Coordinate annotation listing:
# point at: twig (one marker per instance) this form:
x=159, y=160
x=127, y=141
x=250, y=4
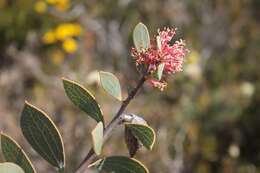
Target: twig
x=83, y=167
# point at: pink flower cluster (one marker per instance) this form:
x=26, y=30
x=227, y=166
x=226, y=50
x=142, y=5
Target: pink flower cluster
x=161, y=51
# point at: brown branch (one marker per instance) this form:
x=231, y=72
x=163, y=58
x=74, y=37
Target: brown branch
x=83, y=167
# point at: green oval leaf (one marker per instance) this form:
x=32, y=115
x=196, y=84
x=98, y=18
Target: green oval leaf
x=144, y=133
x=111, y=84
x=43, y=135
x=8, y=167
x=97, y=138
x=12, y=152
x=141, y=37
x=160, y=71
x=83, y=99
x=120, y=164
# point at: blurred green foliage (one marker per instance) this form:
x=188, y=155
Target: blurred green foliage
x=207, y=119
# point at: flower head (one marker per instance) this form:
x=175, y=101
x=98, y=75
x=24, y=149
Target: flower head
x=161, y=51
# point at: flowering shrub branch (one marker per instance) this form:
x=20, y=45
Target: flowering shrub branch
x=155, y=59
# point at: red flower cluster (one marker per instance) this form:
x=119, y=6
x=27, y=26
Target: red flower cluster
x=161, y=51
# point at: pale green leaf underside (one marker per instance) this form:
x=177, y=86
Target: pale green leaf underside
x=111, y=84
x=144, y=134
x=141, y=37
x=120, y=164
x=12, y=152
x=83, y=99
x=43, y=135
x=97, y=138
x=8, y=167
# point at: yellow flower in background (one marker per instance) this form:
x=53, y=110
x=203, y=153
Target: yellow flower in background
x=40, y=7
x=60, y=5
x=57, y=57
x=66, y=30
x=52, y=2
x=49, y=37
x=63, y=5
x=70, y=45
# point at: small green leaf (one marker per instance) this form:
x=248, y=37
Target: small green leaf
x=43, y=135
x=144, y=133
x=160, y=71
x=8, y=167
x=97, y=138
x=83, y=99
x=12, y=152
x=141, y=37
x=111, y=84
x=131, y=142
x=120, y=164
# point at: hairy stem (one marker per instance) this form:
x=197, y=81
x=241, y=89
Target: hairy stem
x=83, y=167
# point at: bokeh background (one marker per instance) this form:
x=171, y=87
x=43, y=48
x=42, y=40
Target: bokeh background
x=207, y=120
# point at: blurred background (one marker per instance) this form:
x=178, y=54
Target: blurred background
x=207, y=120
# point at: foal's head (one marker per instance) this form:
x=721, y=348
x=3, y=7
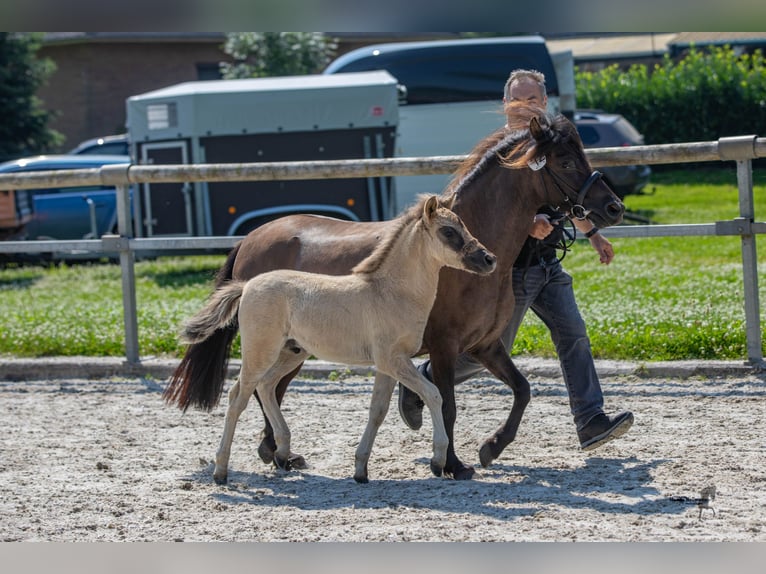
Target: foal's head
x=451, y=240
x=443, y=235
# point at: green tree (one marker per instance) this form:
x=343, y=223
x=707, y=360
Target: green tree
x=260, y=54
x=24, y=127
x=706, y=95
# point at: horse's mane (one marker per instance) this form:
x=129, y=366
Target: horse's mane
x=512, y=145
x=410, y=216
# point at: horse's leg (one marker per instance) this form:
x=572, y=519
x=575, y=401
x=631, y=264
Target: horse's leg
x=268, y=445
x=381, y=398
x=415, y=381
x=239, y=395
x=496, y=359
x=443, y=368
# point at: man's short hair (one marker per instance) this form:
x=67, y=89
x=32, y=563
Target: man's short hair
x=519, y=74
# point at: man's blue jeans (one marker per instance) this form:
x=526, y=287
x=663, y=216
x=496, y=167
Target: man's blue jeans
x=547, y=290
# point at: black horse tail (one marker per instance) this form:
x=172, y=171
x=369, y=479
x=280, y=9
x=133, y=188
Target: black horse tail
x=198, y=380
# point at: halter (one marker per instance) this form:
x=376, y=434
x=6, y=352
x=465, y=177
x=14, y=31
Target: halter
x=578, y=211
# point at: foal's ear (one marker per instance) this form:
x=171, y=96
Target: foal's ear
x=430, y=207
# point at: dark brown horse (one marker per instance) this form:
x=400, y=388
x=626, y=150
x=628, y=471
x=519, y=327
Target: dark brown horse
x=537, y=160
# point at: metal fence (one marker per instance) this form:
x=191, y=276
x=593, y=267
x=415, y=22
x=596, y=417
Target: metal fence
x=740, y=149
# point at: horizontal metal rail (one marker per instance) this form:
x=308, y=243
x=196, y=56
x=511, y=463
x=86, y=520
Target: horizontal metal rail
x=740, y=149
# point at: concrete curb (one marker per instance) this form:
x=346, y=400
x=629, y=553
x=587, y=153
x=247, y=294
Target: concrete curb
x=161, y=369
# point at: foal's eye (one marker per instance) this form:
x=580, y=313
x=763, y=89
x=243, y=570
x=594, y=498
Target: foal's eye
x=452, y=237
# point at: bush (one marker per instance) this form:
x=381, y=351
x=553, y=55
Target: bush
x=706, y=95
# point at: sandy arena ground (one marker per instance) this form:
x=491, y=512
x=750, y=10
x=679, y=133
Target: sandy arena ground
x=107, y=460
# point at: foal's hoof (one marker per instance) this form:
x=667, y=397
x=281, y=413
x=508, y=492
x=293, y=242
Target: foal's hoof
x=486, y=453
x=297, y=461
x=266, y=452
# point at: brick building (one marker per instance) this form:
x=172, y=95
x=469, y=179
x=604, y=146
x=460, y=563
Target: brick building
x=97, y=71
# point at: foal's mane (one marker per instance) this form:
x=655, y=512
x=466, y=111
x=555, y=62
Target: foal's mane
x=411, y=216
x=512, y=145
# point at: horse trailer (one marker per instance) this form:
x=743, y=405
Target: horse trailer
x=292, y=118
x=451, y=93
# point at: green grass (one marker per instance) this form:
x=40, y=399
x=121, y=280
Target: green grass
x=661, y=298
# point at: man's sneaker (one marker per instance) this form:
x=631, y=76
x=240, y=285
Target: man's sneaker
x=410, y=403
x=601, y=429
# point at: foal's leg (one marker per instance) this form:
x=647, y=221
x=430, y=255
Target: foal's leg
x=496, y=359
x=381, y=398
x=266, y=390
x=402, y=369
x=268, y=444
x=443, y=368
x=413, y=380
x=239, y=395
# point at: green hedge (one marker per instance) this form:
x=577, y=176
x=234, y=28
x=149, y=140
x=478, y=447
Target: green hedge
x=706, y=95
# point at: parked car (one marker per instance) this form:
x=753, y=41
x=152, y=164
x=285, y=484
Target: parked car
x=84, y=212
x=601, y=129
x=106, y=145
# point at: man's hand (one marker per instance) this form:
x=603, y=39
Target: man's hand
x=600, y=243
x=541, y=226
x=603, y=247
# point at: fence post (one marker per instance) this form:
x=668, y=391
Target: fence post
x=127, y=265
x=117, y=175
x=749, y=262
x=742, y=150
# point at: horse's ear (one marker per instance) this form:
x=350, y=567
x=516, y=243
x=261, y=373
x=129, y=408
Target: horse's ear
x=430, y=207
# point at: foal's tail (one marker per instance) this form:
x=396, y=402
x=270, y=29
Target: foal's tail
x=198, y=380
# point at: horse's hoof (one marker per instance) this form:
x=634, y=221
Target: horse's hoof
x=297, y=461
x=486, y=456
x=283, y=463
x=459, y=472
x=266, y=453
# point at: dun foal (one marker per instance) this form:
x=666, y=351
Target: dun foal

▸ **EXERCISE GOAL**
Copy the whole listing above line for line, leaving out the pictures.

▸ **EXPECTED ANSWER**
# point at: twig (one marker per instance) this form:
x=159, y=160
x=127, y=141
x=250, y=4
Target: twig
x=83, y=167
# point at: pink flower cluster (one marker per instance) this form:
x=26, y=30
x=227, y=166
x=226, y=50
x=142, y=5
Target: pink flower cluster
x=161, y=51
# point at: brown branch (one marker per instance) this form:
x=231, y=72
x=163, y=58
x=74, y=37
Target: brown branch
x=83, y=167
# point at: green oval leaf (one marker per instance) this form:
x=32, y=115
x=196, y=84
x=98, y=18
Target: green oval leaf
x=144, y=133
x=111, y=84
x=43, y=135
x=8, y=167
x=97, y=138
x=12, y=152
x=141, y=37
x=160, y=71
x=83, y=99
x=120, y=164
# point at: blurred green foliage (one marker per instance) this form:
x=188, y=155
Target: blurred green foliage
x=207, y=119
# point at: flower head (one marker per instance) this form:
x=175, y=101
x=98, y=75
x=24, y=149
Target: flower head
x=161, y=51
# point at: flowering shrub branch (one marker per instance) this form:
x=20, y=45
Target: flowering shrub branch
x=155, y=59
# point at: red flower cluster (one marker per instance) this form:
x=119, y=6
x=27, y=26
Target: red flower cluster
x=161, y=51
# point at: pale green leaf underside (one marker per instance) this form:
x=177, y=86
Target: pale green leaf underside
x=111, y=84
x=144, y=134
x=141, y=37
x=120, y=164
x=12, y=152
x=83, y=99
x=43, y=135
x=97, y=138
x=8, y=167
# point at: yellow flower in background (one marker per instance) this form:
x=53, y=110
x=203, y=153
Target: yellow flower in background
x=40, y=7
x=60, y=5
x=57, y=57
x=66, y=30
x=52, y=2
x=49, y=37
x=63, y=5
x=70, y=45
# point at: small green leaf (one marker per instance) this form:
x=248, y=37
Target: small green leaf
x=43, y=135
x=144, y=133
x=160, y=71
x=8, y=167
x=97, y=138
x=83, y=99
x=12, y=152
x=141, y=37
x=111, y=84
x=131, y=142
x=120, y=164
# point at: hairy stem (one marker per instance) this form:
x=197, y=81
x=241, y=89
Target: hairy stem
x=83, y=167
# point at: bokeh background (one marker per instance) this form:
x=171, y=87
x=43, y=48
x=42, y=40
Target: bokeh background
x=207, y=120
# point at: blurred background (one marker per instance) this form:
x=178, y=54
Target: blurred background
x=207, y=120
# point at: foal's head (one marker per instance) this form:
x=721, y=348
x=3, y=7
Target: foal's head
x=451, y=240
x=443, y=235
# point at: green tree (one marker per instance) this form:
x=343, y=223
x=707, y=360
Target: green tree
x=260, y=54
x=24, y=127
x=706, y=95
# point at: horse's mane (one marker per instance) this form:
x=129, y=366
Target: horse's mane
x=512, y=145
x=410, y=216
# point at: horse's leg (one marker per instance) this form:
x=572, y=519
x=575, y=401
x=631, y=264
Target: horse's leg
x=268, y=445
x=381, y=398
x=415, y=381
x=239, y=395
x=496, y=359
x=443, y=368
# point at: man's short hair (one marker per instance) this form:
x=67, y=89
x=32, y=563
Target: man's short hair
x=519, y=74
# point at: man's blue jeans (one marker per instance) this form:
x=526, y=287
x=663, y=216
x=496, y=167
Target: man's blue jeans
x=547, y=290
# point at: black horse tail (one marker per instance) this form:
x=172, y=171
x=369, y=479
x=280, y=9
x=133, y=188
Target: black horse tail
x=198, y=380
# point at: halter (one marker per instance) this form:
x=376, y=434
x=6, y=352
x=465, y=177
x=14, y=31
Target: halter
x=578, y=211
# point at: foal's ear (one marker per instance) this form:
x=171, y=96
Target: foal's ear
x=430, y=207
# point at: dark brown horse (one marker per instance) this form:
x=400, y=388
x=626, y=150
x=628, y=471
x=519, y=327
Target: dark brown horse
x=537, y=160
# point at: metal fence (one marker per instance) this form:
x=191, y=276
x=593, y=267
x=415, y=22
x=596, y=417
Target: metal fence
x=740, y=149
# point at: horizontal metal rail (one marker per instance) this form:
x=308, y=243
x=196, y=56
x=511, y=463
x=86, y=520
Target: horizontal metal rail
x=740, y=149
# point at: concrete curb (one marker per instance) this form:
x=346, y=400
x=629, y=553
x=587, y=153
x=247, y=294
Target: concrete curb
x=161, y=369
# point at: foal's eye (one marker per instance) this form:
x=580, y=313
x=763, y=89
x=243, y=570
x=594, y=498
Target: foal's eye
x=452, y=237
# point at: bush (one marker per instance) this form:
x=381, y=351
x=553, y=55
Target: bush
x=706, y=95
# point at: sandy arena ground (one marker per instance) this form:
x=491, y=512
x=750, y=10
x=679, y=133
Target: sandy arena ground
x=107, y=460
# point at: foal's hoof (one marker per instance) this form:
x=667, y=397
x=281, y=413
x=508, y=492
x=293, y=242
Target: foal's hoof
x=486, y=453
x=297, y=461
x=266, y=452
# point at: brick building (one marker per instance) this form:
x=172, y=95
x=469, y=179
x=604, y=146
x=460, y=563
Target: brick building
x=97, y=71
# point at: foal's mane (one marker per instance) this form:
x=655, y=512
x=466, y=111
x=555, y=62
Target: foal's mane
x=411, y=216
x=512, y=145
# point at: horse trailer (one marker per instance) this form:
x=743, y=405
Target: horse trailer
x=292, y=118
x=451, y=93
# point at: green grass (one marker per instance) this form:
x=40, y=399
x=121, y=280
Target: green grass
x=661, y=298
# point at: man's sneaker (one marker per instance) this form:
x=631, y=76
x=240, y=285
Target: man's sneaker
x=410, y=403
x=601, y=429
# point at: foal's leg (one marker per instance) this form:
x=647, y=221
x=430, y=255
Target: foal's leg
x=496, y=359
x=381, y=398
x=266, y=390
x=402, y=369
x=268, y=444
x=443, y=368
x=413, y=380
x=239, y=395
# point at: green hedge (one marker per instance) this form:
x=577, y=176
x=234, y=28
x=149, y=140
x=478, y=447
Target: green hedge
x=706, y=95
# point at: parked car (one marker per instance) this form:
x=753, y=41
x=152, y=164
x=285, y=484
Target: parked car
x=84, y=212
x=601, y=129
x=106, y=145
# point at: man's hand (one marker per instance) this form:
x=603, y=39
Target: man's hand
x=600, y=243
x=541, y=226
x=603, y=247
# point at: fence post (one marker per instance) this form:
x=668, y=391
Target: fence post
x=127, y=265
x=117, y=175
x=749, y=262
x=742, y=150
# point at: horse's ear (one marker per instance) this form:
x=350, y=567
x=516, y=243
x=261, y=373
x=129, y=408
Target: horse's ear
x=430, y=207
# point at: foal's tail (one marker per instance) this form:
x=396, y=402
x=270, y=29
Target: foal's tail
x=198, y=380
# point at: horse's hoof (one marker per instance) this form:
x=634, y=221
Target: horse's hoof
x=297, y=461
x=486, y=456
x=283, y=463
x=459, y=472
x=266, y=453
# point at: dun foal (one marker per instance) this form:
x=666, y=351
Target: dun foal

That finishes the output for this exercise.